> STORED RECORDS:
|---|
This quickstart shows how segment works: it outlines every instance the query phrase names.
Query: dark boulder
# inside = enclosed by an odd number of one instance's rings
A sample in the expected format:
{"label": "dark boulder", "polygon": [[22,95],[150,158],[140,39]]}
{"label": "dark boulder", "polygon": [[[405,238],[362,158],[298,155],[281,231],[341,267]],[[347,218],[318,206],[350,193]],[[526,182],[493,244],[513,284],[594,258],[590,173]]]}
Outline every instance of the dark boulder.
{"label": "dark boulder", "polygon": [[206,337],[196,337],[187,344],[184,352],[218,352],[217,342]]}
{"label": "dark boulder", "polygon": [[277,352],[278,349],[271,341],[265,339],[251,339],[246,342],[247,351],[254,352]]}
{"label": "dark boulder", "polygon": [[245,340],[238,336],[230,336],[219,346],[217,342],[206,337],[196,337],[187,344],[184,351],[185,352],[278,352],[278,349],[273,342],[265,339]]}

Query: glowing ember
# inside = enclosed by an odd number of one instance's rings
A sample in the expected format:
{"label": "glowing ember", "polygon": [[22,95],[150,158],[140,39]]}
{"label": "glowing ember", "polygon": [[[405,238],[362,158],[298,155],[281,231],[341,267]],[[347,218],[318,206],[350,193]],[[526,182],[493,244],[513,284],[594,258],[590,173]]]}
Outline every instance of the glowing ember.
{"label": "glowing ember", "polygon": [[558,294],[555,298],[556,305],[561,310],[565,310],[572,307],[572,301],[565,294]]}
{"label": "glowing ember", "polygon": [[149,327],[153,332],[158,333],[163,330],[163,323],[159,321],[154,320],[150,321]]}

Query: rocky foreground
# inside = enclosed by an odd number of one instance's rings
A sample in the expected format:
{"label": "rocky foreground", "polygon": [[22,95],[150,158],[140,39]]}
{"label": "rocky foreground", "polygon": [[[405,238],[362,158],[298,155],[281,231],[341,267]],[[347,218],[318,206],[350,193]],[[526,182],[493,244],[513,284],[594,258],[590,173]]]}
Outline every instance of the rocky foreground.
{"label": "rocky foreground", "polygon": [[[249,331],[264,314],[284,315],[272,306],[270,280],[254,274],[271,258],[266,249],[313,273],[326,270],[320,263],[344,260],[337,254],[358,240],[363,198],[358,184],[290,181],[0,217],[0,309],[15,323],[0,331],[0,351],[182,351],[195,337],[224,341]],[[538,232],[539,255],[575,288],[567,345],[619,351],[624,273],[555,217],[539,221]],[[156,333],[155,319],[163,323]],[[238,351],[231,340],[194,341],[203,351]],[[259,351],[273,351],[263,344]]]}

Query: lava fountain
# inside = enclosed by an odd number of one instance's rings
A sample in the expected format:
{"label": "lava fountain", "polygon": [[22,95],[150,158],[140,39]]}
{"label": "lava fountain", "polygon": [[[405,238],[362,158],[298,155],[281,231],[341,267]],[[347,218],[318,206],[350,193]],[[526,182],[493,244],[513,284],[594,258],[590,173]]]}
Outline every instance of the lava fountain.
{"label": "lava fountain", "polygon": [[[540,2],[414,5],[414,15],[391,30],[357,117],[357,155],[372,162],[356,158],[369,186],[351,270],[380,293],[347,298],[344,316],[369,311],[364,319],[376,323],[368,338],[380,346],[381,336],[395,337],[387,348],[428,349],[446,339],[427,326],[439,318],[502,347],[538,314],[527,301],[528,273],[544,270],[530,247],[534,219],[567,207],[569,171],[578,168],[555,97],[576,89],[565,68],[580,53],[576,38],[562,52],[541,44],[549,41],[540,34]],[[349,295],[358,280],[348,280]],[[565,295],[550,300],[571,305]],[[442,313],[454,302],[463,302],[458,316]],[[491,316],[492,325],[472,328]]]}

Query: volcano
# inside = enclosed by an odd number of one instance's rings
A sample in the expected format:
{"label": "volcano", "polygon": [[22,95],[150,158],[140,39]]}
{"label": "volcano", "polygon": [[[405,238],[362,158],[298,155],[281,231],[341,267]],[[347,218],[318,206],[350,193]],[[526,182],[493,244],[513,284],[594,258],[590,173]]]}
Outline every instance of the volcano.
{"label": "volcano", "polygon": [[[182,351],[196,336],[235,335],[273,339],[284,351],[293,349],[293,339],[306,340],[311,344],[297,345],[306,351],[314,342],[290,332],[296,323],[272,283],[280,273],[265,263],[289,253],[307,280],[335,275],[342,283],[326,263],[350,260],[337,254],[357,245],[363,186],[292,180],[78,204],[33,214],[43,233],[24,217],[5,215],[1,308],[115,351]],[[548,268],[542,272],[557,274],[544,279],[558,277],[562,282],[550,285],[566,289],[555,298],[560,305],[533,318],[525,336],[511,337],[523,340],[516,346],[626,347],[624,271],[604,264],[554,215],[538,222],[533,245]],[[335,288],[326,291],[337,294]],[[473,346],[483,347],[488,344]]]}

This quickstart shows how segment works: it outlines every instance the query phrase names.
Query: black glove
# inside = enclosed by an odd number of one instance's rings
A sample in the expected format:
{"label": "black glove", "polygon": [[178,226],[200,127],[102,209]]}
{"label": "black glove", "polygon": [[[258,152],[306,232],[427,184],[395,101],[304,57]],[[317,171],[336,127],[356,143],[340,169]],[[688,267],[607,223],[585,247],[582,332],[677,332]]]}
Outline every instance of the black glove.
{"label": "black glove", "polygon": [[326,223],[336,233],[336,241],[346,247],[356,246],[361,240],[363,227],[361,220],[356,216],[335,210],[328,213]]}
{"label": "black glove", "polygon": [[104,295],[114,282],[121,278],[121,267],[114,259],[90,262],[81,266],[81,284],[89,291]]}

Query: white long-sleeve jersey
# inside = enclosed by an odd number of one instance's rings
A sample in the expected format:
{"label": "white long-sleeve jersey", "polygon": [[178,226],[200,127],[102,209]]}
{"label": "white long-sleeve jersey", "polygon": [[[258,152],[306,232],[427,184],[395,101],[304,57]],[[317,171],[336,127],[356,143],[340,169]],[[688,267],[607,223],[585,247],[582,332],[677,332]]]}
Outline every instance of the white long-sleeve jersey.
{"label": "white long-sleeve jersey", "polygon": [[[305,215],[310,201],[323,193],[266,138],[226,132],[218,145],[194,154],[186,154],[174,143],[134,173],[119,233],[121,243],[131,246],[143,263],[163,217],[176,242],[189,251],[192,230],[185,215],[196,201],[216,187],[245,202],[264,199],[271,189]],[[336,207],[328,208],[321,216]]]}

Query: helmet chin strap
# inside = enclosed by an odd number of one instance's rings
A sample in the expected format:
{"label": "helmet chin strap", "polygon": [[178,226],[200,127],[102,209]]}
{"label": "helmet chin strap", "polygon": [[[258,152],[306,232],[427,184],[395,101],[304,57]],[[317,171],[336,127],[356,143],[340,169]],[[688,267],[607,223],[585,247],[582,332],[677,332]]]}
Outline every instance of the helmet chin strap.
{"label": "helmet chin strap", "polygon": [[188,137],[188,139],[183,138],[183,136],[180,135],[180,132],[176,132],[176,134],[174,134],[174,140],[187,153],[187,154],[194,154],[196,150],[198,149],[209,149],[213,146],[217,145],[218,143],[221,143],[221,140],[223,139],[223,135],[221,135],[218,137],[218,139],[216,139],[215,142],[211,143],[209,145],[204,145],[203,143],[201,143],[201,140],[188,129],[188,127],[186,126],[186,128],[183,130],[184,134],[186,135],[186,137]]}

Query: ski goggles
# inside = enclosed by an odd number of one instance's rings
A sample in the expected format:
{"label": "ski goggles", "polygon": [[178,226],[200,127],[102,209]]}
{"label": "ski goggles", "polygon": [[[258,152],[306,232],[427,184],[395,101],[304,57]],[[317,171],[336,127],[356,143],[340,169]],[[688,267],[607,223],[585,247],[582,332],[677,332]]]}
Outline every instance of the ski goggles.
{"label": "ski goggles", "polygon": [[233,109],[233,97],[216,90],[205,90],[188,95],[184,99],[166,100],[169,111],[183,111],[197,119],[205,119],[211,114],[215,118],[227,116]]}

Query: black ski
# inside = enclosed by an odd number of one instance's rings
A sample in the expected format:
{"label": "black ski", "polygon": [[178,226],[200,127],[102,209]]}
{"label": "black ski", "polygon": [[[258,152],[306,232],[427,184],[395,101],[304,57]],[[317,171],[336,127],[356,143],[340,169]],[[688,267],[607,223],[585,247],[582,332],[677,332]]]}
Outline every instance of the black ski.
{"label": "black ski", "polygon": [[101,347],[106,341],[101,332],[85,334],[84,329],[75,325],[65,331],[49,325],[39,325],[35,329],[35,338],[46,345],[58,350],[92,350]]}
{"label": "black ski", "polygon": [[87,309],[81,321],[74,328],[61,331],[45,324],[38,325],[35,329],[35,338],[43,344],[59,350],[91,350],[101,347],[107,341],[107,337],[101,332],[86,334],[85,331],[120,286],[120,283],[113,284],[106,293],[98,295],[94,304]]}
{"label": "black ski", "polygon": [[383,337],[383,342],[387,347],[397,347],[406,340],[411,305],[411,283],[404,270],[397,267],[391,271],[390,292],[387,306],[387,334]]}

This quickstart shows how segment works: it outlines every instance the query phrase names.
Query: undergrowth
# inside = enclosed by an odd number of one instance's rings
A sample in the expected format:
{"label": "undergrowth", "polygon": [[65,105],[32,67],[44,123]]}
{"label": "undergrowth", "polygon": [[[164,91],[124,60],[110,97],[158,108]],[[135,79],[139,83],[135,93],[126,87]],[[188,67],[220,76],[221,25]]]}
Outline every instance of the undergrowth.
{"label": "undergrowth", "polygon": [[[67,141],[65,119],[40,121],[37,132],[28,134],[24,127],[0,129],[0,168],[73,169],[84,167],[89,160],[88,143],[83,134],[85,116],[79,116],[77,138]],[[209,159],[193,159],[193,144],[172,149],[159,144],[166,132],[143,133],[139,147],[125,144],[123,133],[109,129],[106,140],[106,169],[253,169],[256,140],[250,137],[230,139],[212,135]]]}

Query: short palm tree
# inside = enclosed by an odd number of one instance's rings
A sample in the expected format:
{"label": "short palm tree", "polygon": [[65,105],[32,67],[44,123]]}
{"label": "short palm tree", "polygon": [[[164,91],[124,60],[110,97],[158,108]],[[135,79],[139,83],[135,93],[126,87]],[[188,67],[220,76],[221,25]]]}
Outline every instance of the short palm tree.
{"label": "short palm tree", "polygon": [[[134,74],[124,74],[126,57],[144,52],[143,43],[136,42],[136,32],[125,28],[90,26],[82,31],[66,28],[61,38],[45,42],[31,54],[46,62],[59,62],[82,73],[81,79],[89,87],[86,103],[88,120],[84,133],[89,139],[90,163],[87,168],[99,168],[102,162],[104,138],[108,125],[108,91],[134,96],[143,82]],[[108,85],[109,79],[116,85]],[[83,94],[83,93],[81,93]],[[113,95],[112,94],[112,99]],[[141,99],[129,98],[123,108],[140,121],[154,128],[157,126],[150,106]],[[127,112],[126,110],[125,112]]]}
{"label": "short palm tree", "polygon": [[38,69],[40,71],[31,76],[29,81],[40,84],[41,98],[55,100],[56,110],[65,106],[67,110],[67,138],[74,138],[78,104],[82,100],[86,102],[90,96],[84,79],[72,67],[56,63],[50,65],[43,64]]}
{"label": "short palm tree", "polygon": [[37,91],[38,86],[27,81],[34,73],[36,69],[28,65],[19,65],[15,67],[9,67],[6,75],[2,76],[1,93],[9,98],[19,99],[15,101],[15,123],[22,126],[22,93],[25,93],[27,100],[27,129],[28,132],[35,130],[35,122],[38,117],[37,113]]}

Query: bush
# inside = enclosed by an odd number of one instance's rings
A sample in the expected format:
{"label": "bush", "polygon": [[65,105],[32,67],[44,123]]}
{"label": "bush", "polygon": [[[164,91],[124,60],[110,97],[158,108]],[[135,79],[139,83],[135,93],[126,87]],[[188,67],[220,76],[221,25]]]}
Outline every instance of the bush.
|---|
> WORK TO DO: Reproduce exactly, with nothing added, the lines from the one that contains "Query: short palm tree" to the end of the data.

> WRITTEN ANSWER:
Query: short palm tree
# inside = enclosed by an odd number of one instance's rings
A sample in the expected format:
{"label": "short palm tree", "polygon": [[65,105],[32,67],[44,123]]}
{"label": "short palm tree", "polygon": [[[164,91],[124,60],[110,97],[158,108]],[[135,79],[139,83],[135,93],[126,87]],[[188,67],[220,76],[221,25]]]}
Outline every instance of the short palm tree.
{"label": "short palm tree", "polygon": [[[134,74],[124,74],[126,57],[144,52],[143,43],[136,42],[136,32],[125,28],[90,26],[82,31],[66,28],[61,38],[45,42],[31,54],[46,62],[59,62],[82,73],[81,79],[89,87],[86,103],[88,120],[84,133],[89,139],[90,163],[87,168],[99,168],[102,162],[104,138],[108,125],[108,91],[134,96],[143,82]],[[108,85],[109,79],[116,85]],[[83,94],[83,93],[81,93]],[[113,95],[112,94],[112,99]],[[141,99],[129,98],[123,108],[140,121],[154,128],[157,126],[150,106]],[[127,112],[126,110],[125,112]]]}
{"label": "short palm tree", "polygon": [[38,69],[40,71],[31,76],[29,81],[40,84],[41,98],[55,100],[56,110],[65,106],[67,110],[67,138],[74,138],[78,104],[82,100],[86,102],[90,96],[84,79],[72,67],[56,63],[50,65],[43,64]]}
{"label": "short palm tree", "polygon": [[37,91],[38,86],[27,81],[34,73],[36,69],[28,65],[19,65],[15,67],[9,67],[6,75],[2,76],[1,93],[9,98],[19,99],[15,101],[15,123],[22,126],[22,93],[25,93],[27,100],[27,129],[28,132],[35,130],[35,122],[38,117],[37,113]]}

Query: bush
# inside = enclosed by an odd number of one instance's rings
A sample in the expected format:
{"label": "bush", "polygon": [[65,105],[32,67],[44,123]]}
{"label": "bush", "polygon": [[[164,91],[124,60],[110,97],[158,108]],[[135,79],[139,83],[135,93],[126,87]],[[188,67],[220,76],[221,25]]]}
Outline every instance of the bush.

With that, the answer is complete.